REQUIRED ACTION →
Without the pictures, set down exactly the lines from the one that contains "point_to finds the stone handrail" to the end of the entries, both included, and nothing besides.

[Saved entries]
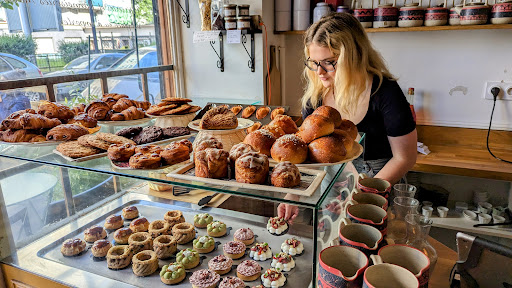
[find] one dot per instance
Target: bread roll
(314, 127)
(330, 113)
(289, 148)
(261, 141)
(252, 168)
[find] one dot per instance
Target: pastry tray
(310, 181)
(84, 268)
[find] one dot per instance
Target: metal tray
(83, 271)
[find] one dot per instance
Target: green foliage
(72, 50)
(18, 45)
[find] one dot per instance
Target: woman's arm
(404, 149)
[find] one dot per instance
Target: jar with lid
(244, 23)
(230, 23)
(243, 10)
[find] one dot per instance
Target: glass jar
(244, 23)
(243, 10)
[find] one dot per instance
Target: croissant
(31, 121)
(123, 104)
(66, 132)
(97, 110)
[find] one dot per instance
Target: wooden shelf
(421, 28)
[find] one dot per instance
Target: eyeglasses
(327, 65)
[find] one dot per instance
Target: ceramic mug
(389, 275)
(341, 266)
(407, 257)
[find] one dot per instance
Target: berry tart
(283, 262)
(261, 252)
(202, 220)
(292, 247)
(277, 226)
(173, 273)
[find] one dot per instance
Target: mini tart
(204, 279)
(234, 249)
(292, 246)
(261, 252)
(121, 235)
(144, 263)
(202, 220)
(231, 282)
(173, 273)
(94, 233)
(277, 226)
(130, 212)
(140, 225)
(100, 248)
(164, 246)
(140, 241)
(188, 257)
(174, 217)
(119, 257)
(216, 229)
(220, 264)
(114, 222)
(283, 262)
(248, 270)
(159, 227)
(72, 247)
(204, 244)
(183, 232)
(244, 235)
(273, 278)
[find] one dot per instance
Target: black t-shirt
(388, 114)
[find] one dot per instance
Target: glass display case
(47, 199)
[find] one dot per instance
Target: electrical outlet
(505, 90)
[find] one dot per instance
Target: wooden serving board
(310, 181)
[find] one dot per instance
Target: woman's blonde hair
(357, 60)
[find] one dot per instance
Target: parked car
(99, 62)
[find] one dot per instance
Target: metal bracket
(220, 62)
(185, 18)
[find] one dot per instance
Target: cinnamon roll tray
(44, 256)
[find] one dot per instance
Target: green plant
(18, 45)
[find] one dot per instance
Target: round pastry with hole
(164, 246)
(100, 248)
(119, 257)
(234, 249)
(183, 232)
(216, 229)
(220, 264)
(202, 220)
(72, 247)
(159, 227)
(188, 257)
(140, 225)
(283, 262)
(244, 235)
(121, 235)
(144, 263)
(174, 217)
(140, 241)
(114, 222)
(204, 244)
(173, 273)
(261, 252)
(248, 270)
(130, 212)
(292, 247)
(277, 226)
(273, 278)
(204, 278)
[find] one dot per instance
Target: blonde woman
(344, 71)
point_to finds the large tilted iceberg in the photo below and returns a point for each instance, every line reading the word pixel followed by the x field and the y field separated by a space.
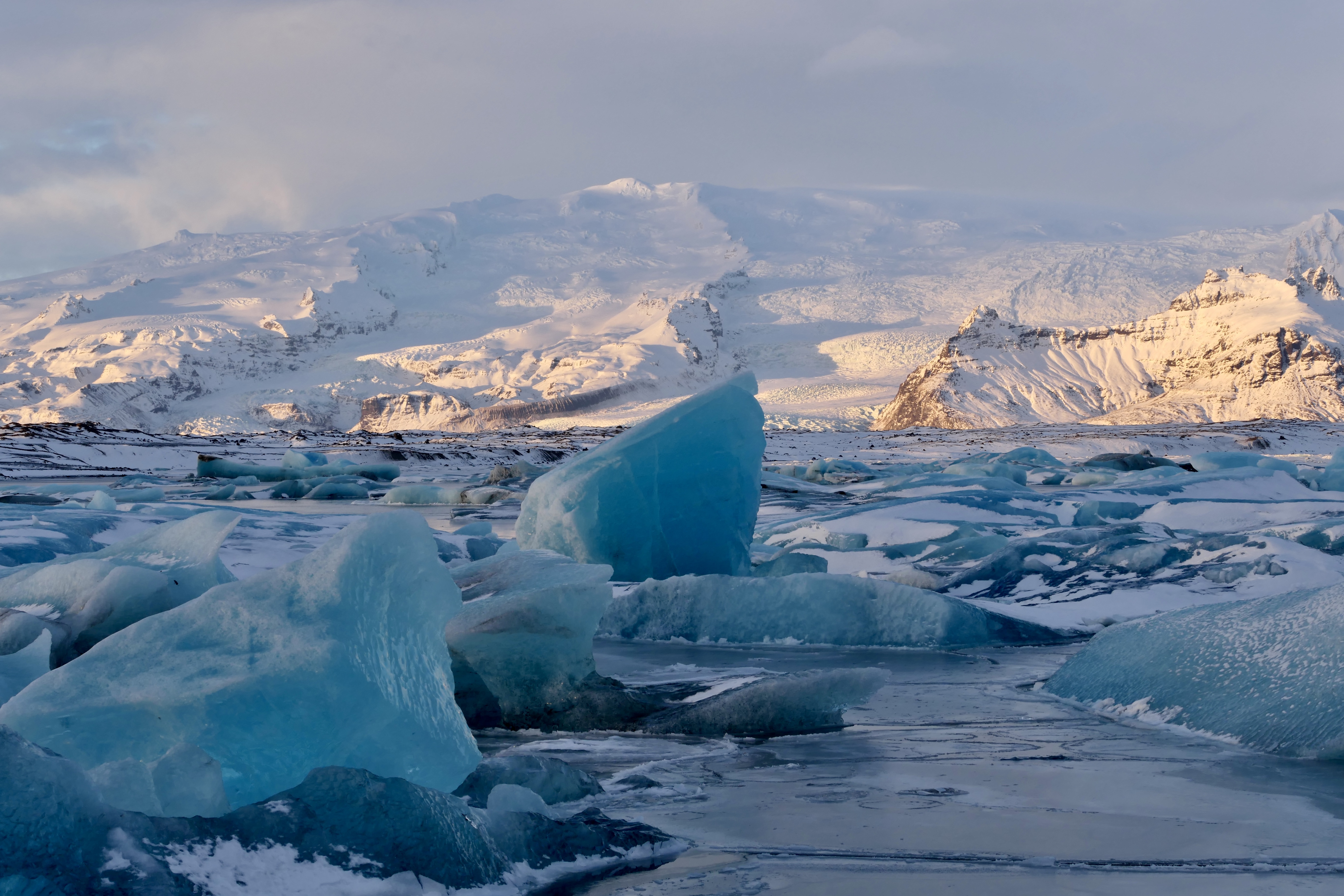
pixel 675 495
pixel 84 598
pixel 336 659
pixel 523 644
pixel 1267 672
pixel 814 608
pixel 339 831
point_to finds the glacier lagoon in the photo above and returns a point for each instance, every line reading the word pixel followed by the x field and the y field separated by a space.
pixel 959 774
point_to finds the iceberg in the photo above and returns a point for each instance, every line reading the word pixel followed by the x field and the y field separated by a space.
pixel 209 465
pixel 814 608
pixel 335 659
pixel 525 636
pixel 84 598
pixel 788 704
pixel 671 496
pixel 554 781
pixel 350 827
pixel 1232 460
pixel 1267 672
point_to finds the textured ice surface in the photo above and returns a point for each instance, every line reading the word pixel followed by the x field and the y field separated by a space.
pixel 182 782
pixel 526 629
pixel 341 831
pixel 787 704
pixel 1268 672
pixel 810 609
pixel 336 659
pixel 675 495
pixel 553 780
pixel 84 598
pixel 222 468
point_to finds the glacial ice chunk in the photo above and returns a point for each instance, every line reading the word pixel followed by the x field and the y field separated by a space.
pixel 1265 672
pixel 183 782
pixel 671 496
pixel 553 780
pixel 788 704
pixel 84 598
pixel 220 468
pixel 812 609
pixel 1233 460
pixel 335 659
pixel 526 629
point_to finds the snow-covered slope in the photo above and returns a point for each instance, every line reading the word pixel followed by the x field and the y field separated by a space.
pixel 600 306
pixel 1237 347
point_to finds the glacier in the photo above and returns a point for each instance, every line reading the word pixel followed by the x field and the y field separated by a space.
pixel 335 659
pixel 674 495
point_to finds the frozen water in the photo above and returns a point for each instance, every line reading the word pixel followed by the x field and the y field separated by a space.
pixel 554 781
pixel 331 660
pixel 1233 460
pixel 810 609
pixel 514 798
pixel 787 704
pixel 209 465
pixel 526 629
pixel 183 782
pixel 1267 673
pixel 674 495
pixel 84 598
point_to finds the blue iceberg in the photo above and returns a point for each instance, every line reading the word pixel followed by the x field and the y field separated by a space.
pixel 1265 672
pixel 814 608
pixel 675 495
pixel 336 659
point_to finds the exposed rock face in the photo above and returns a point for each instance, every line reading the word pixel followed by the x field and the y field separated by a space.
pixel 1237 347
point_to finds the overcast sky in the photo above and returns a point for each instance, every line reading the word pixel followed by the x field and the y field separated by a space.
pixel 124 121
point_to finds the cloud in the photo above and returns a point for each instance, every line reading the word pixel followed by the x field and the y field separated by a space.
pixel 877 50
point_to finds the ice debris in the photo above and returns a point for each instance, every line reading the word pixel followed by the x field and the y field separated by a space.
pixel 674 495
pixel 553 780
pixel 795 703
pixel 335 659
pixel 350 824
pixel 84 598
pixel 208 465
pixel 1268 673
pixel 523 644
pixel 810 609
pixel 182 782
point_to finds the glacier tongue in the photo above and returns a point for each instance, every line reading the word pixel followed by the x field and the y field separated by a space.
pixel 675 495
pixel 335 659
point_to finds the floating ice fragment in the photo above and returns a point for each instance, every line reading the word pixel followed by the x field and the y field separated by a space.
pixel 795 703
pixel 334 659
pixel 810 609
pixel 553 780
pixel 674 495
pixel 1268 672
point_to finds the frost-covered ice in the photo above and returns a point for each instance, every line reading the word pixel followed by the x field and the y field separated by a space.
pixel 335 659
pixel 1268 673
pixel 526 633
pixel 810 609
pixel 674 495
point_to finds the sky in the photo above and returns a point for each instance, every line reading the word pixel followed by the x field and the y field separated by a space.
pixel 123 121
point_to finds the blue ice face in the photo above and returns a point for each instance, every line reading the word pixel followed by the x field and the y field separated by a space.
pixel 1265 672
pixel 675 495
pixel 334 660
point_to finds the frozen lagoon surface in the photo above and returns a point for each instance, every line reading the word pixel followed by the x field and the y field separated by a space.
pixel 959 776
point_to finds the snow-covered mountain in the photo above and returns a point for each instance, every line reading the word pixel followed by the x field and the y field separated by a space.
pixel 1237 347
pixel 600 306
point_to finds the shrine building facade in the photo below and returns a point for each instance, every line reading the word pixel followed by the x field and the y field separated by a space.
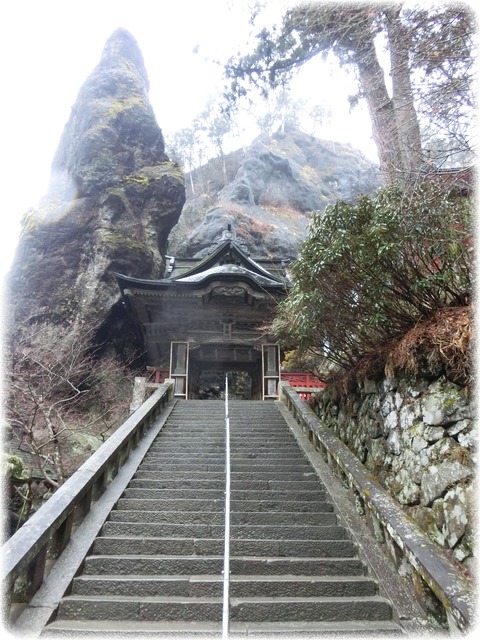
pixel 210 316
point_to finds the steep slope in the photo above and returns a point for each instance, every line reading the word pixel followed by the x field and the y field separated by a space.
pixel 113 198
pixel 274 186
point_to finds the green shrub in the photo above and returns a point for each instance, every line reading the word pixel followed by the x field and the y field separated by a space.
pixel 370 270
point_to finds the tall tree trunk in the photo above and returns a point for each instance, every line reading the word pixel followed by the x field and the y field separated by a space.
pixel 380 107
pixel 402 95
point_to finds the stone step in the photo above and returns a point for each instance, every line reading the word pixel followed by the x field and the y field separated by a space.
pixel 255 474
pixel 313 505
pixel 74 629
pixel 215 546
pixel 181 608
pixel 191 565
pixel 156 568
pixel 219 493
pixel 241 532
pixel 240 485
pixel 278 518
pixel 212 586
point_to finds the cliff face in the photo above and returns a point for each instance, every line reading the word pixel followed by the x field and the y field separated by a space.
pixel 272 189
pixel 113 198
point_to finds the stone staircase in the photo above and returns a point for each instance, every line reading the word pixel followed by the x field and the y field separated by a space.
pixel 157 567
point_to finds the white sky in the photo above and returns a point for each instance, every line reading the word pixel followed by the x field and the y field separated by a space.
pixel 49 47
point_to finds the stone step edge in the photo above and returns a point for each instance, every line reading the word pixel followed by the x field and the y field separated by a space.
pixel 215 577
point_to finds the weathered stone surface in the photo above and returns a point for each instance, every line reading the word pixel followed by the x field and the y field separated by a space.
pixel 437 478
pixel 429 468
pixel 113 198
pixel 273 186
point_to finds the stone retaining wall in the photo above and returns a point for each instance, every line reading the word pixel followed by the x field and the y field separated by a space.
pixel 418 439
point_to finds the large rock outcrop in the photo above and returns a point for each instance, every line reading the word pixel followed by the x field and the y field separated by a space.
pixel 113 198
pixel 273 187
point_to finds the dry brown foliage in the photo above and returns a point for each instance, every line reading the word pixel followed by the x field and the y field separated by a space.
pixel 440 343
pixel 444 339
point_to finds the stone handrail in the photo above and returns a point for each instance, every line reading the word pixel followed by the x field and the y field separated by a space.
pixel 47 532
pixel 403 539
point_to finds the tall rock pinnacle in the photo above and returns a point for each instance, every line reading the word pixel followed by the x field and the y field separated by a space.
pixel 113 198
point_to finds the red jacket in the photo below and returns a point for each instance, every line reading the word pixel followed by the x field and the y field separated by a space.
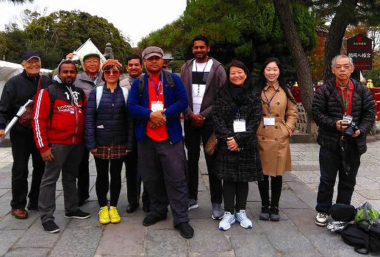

RESULT OF THE TASK →
point_to finds the stone handrail in the photo above and returns a point for each instance, every line reading the word pixel followed by the x field and the y field separated by a space.
pixel 47 532
pixel 403 539
point_to finds the tall rock pinnacle in the photo above and returns a point for each instance, every line reading the word pixel followed by the x field and the y field separated by a space.
pixel 113 198
point_to finds the red jacket in the photo below and returns a point for each instance, every line reading the word pixel followed by the x field and the y field separated by a space.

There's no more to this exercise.